Take the line that contains "of the road" as the first line and the final line of the records as the last; return exactly those lines and the lines between.

________________________________________

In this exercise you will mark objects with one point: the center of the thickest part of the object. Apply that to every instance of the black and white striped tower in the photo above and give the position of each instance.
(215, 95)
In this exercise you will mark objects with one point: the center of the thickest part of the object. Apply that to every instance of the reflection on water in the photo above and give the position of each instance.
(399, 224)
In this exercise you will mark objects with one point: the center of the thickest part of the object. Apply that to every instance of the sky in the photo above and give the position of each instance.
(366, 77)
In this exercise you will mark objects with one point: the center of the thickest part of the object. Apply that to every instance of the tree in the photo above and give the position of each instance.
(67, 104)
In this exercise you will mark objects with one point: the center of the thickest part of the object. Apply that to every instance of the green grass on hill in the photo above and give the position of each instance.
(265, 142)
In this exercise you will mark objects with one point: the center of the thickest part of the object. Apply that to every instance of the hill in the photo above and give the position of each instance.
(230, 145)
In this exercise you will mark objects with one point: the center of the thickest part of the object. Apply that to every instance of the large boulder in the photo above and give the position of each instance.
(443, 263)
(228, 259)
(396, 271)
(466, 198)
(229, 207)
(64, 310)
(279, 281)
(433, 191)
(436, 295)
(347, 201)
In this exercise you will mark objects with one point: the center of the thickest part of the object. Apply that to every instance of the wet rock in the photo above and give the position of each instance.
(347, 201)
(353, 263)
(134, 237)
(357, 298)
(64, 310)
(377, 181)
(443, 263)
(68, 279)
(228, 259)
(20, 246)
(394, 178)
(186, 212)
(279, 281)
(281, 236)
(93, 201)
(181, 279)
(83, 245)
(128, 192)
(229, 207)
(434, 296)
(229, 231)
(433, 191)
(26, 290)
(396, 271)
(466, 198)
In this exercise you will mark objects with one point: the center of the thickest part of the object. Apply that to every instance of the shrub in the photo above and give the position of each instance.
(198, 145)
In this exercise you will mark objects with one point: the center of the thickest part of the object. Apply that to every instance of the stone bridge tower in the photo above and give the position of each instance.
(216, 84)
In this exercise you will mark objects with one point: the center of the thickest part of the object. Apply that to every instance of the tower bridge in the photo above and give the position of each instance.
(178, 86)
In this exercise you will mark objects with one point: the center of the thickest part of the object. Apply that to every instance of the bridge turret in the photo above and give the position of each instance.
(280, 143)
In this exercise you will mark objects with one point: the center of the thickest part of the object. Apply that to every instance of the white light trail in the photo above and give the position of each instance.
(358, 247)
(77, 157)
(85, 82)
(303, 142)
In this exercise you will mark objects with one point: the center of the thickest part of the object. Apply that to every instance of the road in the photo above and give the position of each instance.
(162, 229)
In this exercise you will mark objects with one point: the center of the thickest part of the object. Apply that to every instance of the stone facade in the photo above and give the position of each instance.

________________________________________

→ Output for this task:
In this exercise you will mark objects with one point: the center of the thickest part of the object. Apply that to every instance of the road in the photo above and give the position of each instance.
(162, 229)
In this exercise you will mark objects with one point: the center of the thickest part of the object. Apply that to every instance of the stone facade in the photo above and give the position of each instance.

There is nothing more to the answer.